What the exercise asks ▸
Select every line below containing the word "bridge".

Exercise input ▸
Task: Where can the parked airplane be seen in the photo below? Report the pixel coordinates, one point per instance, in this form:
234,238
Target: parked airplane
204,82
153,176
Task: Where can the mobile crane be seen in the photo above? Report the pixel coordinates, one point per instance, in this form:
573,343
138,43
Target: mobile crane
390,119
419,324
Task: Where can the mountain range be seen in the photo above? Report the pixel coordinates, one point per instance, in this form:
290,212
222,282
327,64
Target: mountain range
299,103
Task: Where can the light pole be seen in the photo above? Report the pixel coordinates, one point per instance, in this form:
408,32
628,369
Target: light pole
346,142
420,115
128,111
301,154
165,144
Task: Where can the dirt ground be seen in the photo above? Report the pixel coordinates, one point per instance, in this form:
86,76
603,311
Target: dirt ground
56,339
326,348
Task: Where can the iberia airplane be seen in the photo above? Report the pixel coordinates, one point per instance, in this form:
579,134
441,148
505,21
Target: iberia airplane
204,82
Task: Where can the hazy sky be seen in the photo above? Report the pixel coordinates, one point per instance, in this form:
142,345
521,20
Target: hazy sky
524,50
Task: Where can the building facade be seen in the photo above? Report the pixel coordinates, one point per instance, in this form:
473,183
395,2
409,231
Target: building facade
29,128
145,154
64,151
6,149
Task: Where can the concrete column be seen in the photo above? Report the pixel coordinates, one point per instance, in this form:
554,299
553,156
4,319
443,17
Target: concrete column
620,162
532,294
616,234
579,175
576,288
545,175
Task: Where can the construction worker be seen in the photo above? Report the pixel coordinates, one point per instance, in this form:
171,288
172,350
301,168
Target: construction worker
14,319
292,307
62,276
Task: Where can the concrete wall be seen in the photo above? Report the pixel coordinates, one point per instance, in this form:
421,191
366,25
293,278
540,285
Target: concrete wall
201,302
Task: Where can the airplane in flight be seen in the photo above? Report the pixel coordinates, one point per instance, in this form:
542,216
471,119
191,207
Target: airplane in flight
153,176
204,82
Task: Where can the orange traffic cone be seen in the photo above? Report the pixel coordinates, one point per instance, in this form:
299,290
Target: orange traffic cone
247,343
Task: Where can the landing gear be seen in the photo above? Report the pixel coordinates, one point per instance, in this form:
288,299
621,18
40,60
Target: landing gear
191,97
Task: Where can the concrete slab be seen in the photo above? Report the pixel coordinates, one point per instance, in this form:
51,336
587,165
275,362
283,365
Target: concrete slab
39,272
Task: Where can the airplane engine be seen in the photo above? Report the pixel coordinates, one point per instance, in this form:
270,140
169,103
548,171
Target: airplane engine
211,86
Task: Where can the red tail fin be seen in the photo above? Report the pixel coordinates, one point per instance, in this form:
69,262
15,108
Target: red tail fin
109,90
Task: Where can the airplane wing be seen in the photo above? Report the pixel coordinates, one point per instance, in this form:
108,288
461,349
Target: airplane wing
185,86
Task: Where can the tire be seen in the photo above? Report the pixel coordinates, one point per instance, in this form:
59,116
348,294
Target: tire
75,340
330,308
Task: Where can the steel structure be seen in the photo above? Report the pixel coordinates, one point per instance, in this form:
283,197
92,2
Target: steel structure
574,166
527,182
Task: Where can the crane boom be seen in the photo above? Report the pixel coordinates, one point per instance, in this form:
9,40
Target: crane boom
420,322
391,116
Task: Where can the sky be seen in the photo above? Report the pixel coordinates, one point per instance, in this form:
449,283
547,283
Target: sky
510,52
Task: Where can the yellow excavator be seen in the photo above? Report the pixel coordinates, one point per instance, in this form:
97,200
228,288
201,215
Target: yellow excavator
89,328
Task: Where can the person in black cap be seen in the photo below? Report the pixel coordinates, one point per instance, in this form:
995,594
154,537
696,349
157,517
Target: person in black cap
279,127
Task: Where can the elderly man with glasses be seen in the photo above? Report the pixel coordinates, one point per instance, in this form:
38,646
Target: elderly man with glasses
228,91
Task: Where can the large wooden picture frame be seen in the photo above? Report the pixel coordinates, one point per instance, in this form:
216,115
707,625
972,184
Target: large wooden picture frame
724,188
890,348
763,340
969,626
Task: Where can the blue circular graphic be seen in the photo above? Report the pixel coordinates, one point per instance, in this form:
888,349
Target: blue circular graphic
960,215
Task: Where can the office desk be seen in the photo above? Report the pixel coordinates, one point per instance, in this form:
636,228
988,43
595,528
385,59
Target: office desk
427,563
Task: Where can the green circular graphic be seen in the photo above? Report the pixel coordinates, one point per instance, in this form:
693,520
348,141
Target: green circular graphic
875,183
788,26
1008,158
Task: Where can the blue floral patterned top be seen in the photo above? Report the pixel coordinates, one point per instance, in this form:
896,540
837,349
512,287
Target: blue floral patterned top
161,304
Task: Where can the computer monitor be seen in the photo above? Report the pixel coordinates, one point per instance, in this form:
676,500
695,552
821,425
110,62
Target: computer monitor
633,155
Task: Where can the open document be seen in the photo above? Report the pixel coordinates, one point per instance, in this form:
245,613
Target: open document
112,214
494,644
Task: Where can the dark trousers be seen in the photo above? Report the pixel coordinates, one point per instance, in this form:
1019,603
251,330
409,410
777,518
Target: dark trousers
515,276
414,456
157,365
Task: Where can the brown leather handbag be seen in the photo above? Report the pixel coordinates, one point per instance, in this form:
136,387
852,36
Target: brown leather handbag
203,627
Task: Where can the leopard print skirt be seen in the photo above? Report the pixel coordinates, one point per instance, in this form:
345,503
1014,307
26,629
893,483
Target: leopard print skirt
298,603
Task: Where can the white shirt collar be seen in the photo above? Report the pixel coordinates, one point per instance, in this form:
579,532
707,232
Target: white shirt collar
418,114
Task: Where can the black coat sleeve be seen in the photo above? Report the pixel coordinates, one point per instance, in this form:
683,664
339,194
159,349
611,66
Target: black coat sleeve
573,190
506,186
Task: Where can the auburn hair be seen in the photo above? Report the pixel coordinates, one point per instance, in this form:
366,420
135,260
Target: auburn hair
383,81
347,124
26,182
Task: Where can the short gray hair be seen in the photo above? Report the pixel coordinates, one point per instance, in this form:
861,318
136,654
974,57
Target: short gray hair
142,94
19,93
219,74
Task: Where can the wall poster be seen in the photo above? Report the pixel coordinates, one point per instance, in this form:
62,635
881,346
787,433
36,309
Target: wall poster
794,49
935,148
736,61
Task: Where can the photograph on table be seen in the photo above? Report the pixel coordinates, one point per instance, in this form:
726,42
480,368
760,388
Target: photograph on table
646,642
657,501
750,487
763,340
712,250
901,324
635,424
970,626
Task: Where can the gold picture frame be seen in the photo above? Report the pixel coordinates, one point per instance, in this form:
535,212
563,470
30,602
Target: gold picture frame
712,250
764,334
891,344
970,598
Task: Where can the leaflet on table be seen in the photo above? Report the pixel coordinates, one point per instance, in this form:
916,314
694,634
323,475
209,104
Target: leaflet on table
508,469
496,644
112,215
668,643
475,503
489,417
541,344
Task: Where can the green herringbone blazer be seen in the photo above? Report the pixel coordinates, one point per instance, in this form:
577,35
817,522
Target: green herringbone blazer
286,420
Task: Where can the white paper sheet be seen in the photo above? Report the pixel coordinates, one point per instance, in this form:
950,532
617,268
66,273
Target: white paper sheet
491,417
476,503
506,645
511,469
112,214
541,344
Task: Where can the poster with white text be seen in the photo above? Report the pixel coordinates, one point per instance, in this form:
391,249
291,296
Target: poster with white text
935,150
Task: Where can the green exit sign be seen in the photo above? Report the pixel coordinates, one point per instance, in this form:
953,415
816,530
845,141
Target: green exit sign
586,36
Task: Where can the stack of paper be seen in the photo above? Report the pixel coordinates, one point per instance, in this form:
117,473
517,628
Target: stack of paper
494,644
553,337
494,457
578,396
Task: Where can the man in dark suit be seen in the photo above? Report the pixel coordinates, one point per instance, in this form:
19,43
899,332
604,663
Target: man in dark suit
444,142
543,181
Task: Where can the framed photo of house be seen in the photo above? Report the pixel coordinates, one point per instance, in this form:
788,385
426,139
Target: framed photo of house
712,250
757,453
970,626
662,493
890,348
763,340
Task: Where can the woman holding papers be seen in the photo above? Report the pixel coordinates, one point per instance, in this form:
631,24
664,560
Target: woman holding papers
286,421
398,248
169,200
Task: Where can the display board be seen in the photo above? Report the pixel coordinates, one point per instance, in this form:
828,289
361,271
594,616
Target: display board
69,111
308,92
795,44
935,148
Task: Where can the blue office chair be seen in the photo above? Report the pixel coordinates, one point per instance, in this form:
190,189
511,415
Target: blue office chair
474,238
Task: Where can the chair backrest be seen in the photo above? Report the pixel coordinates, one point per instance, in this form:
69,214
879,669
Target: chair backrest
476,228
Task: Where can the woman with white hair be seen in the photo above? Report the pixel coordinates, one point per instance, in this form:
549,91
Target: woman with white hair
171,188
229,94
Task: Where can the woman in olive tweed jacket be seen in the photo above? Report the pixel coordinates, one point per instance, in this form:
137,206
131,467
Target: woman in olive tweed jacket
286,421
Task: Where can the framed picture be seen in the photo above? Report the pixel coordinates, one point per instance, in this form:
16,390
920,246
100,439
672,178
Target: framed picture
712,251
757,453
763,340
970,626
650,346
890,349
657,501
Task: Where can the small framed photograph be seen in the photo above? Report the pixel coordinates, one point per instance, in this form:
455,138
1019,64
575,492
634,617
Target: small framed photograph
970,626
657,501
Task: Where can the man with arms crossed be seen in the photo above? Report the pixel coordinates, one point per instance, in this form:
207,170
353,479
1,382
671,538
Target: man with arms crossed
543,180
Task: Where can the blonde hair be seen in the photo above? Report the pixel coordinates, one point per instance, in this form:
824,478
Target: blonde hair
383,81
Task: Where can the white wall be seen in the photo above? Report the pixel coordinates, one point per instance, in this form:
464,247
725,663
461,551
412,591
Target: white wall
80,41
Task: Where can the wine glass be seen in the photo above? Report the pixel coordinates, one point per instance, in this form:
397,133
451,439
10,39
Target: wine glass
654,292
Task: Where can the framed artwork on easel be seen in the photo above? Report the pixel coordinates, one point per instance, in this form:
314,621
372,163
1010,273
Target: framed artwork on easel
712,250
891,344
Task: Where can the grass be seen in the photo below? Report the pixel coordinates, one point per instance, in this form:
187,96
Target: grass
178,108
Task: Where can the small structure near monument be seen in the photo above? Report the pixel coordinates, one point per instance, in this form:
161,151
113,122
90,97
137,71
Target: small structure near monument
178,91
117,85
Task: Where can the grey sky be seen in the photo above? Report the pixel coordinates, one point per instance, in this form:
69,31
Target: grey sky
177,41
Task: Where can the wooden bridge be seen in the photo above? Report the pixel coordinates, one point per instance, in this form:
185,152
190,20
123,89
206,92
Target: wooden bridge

Response for this exercise ▸
Task: Where can the wooden bridge be seen in the photo above? Report the pixel coordinates, one point per instance, in this form:
Target: wooden bridge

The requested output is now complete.